(MATERIAL PROVIDED Opens)

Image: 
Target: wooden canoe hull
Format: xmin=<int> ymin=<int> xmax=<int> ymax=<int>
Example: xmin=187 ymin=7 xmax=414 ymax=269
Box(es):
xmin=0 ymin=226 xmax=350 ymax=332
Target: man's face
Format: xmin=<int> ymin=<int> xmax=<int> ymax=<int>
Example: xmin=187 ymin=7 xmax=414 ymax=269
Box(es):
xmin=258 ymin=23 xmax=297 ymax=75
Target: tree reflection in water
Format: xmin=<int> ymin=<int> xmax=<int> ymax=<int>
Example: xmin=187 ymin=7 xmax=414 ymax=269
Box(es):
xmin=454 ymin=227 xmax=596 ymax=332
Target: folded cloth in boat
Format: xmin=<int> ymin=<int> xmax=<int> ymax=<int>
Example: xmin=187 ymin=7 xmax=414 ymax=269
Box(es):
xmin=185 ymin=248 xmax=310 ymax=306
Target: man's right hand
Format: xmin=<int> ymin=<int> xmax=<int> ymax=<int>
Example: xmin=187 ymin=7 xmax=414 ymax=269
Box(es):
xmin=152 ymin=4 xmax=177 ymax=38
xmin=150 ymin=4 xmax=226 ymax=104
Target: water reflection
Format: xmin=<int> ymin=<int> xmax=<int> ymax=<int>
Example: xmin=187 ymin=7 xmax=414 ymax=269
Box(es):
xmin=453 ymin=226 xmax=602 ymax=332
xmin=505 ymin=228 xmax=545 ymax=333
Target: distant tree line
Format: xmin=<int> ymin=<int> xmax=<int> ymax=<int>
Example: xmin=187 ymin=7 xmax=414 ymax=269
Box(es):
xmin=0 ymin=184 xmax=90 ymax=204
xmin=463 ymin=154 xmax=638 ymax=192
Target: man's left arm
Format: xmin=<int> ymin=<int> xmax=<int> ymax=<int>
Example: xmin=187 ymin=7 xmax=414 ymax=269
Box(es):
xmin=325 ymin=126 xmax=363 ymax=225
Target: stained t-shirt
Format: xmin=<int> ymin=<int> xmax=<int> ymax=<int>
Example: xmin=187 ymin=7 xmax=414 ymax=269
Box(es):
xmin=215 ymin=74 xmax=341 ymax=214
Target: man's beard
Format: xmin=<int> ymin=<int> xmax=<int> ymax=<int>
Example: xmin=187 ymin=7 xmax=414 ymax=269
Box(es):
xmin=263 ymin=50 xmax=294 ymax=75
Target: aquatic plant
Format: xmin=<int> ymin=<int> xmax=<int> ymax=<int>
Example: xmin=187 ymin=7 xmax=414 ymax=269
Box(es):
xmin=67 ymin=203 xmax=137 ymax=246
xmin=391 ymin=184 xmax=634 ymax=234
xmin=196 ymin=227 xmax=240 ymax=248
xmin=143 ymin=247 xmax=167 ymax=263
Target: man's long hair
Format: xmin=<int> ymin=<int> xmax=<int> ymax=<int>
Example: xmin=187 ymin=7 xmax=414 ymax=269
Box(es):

(MATERIAL PROVIDED Closes)

## YOUR INSTRUCTIONS
All lines of the data are to be repeated exactly as they stand.

## ANSWER AREA
Image: 
Target: wooden canoe hull
Format: xmin=<int> ymin=<int> xmax=<int> ymax=<int>
Example: xmin=187 ymin=7 xmax=414 ymax=269
Box(es):
xmin=0 ymin=226 xmax=350 ymax=332
Target: man's face
Format: xmin=<int> ymin=<int> xmax=<int> ymax=<int>
Example: xmin=187 ymin=7 xmax=414 ymax=269
Box(es):
xmin=258 ymin=23 xmax=297 ymax=75
Target: tree reflection in water
Format: xmin=<int> ymin=<int> xmax=<int> ymax=<int>
Example: xmin=187 ymin=7 xmax=414 ymax=269
Box(es):
xmin=454 ymin=227 xmax=596 ymax=332
Target: folded cloth in boat
Format: xmin=<int> ymin=<int> xmax=<int> ymax=<int>
Example: xmin=187 ymin=7 xmax=414 ymax=269
Box(es):
xmin=185 ymin=248 xmax=310 ymax=306
Target: man's right hand
Format: xmin=<int> ymin=<int> xmax=<int> ymax=<int>
Example: xmin=187 ymin=7 xmax=414 ymax=269
Box(es):
xmin=152 ymin=4 xmax=177 ymax=38
xmin=150 ymin=4 xmax=226 ymax=104
Target: water reflection
Format: xmin=<int> ymin=<int> xmax=<int> ymax=<int>
Example: xmin=187 ymin=7 xmax=414 ymax=269
Box(es):
xmin=453 ymin=226 xmax=602 ymax=332
xmin=505 ymin=228 xmax=545 ymax=333
Target: distant tree line
Format: xmin=<int> ymin=<int> xmax=<int> ymax=<int>
Example: xmin=187 ymin=7 xmax=414 ymax=269
Box(es):
xmin=0 ymin=184 xmax=90 ymax=204
xmin=463 ymin=154 xmax=638 ymax=192
Target: man's left arm
Format: xmin=<int> ymin=<int> xmax=<int> ymax=<int>
Example: xmin=187 ymin=7 xmax=414 ymax=269
Box(es):
xmin=325 ymin=126 xmax=363 ymax=225
Target: stained t-shirt
Format: xmin=<int> ymin=<int> xmax=<int> ymax=<int>
Example: xmin=187 ymin=7 xmax=414 ymax=269
Box(es):
xmin=215 ymin=74 xmax=341 ymax=214
Target: man's beard
Format: xmin=<int> ymin=<int> xmax=<int> ymax=<int>
Example: xmin=187 ymin=7 xmax=414 ymax=269
Box(es):
xmin=263 ymin=50 xmax=294 ymax=75
Target: aquatic plant
Format: xmin=<int> ymin=<int> xmax=<int> ymax=<int>
Example: xmin=187 ymin=7 xmax=414 ymax=269
Box(es):
xmin=67 ymin=203 xmax=137 ymax=246
xmin=391 ymin=184 xmax=634 ymax=234
xmin=196 ymin=227 xmax=240 ymax=248
xmin=143 ymin=247 xmax=167 ymax=263
Target: man's long hair
Format: xmin=<int> ymin=<int> xmax=<int> ymax=<int>
Example: xmin=187 ymin=7 xmax=414 ymax=269
Box(es):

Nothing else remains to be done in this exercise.